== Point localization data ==
---

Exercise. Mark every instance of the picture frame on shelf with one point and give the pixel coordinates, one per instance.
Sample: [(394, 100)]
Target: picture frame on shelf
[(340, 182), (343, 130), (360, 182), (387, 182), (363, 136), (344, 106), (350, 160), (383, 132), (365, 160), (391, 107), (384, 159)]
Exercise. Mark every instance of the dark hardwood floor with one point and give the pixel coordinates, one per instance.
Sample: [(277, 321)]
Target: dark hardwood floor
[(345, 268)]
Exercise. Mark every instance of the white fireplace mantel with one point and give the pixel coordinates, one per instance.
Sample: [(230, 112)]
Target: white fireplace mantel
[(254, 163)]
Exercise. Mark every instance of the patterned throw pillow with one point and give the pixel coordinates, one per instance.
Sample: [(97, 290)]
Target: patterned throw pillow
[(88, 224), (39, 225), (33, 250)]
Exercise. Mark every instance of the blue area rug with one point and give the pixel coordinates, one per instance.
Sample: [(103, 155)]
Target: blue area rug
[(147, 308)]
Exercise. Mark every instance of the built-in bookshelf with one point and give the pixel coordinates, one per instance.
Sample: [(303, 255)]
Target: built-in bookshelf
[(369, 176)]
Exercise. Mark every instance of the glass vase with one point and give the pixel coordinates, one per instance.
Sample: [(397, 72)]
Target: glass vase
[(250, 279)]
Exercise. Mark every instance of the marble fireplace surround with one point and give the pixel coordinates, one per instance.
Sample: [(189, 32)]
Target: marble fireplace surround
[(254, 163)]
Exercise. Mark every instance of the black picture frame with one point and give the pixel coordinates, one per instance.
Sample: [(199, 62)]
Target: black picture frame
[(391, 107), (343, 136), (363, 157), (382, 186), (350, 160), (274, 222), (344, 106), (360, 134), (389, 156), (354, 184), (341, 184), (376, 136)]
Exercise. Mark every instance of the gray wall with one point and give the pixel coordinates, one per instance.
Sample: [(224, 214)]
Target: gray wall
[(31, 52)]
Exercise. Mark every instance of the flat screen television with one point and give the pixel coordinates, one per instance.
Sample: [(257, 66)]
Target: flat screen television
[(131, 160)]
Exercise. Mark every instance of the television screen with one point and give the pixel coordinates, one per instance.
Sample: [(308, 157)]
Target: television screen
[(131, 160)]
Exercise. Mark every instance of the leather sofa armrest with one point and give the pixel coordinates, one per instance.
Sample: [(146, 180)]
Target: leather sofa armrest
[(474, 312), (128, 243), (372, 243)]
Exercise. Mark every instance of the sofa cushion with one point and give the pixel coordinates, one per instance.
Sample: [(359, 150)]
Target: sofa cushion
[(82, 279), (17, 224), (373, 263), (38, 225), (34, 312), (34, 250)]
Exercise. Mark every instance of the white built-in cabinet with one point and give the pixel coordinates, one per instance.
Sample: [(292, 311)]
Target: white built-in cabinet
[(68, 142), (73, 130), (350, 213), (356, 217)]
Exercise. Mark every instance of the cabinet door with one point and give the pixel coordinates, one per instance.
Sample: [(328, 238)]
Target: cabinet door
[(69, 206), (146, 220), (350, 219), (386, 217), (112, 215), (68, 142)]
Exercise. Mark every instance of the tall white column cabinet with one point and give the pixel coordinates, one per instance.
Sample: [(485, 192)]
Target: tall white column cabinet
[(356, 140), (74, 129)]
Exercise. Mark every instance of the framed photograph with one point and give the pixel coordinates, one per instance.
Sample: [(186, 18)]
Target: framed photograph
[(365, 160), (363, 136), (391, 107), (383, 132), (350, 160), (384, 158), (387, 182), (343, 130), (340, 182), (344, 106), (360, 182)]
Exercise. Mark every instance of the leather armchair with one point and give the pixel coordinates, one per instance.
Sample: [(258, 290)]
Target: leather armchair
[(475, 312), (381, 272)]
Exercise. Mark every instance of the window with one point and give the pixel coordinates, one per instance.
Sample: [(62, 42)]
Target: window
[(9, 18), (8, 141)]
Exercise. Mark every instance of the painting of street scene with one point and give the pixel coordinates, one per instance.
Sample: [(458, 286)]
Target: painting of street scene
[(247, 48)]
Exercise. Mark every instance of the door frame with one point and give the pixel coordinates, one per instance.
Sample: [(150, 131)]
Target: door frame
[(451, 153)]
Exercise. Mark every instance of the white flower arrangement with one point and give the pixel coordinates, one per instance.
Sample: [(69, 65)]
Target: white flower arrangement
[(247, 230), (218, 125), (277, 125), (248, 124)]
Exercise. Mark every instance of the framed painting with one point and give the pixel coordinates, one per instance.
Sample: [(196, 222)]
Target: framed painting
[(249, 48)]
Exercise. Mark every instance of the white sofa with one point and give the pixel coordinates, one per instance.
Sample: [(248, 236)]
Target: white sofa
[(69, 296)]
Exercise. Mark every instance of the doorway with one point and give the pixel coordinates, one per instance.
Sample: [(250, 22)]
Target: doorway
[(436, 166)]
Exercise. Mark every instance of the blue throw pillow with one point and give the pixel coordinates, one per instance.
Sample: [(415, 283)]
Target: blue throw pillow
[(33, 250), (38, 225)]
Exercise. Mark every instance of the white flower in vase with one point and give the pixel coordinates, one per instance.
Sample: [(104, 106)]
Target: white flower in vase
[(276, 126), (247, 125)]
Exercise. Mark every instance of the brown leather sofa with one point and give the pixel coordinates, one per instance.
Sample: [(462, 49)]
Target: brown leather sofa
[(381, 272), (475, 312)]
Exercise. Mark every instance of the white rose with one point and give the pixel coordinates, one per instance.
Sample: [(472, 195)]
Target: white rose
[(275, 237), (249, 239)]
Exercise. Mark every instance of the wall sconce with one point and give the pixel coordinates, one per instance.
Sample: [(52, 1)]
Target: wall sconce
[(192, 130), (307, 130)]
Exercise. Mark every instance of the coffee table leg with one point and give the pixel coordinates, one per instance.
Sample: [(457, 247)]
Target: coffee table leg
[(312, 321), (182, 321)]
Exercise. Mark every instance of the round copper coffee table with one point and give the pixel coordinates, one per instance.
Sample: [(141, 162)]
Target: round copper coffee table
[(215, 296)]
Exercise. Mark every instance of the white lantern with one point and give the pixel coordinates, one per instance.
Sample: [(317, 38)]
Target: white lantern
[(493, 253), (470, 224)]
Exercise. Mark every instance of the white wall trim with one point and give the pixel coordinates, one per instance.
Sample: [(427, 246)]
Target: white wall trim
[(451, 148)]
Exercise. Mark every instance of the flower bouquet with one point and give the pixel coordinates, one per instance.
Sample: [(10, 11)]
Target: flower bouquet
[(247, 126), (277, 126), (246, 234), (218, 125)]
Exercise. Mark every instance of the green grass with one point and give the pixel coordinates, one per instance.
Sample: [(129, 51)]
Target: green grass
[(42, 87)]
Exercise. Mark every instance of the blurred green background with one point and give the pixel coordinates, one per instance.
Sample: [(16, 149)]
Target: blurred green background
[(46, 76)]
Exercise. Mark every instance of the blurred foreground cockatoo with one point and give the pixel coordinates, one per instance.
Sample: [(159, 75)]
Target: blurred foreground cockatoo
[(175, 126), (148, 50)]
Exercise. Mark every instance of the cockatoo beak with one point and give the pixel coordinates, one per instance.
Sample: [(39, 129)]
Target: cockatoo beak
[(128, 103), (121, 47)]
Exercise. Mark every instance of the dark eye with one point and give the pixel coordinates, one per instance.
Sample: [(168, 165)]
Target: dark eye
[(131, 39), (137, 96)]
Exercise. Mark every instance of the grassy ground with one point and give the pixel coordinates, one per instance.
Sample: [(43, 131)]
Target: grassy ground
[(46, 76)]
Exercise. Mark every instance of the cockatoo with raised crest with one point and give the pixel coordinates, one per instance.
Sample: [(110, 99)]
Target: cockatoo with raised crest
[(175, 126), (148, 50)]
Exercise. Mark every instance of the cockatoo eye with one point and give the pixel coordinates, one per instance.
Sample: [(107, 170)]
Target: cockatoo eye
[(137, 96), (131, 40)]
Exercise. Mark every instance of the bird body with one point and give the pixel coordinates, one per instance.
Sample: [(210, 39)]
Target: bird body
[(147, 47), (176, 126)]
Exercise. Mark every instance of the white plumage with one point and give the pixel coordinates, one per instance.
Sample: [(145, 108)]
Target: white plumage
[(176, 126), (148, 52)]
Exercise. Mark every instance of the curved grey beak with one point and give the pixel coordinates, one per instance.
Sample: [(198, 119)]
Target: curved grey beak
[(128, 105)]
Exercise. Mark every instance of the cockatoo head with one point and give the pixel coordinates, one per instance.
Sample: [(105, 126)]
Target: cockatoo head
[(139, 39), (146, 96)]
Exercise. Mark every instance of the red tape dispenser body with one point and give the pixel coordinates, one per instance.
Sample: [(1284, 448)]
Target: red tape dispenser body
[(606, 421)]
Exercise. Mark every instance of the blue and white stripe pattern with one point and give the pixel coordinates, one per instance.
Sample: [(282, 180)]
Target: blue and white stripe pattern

---

Which lines above contain the word "stripe"? List them.

Exercise. Mark every instance of the blue and white stripe pattern with one point and give the pixel coordinates, one per instance.
Target: blue and white stripe pattern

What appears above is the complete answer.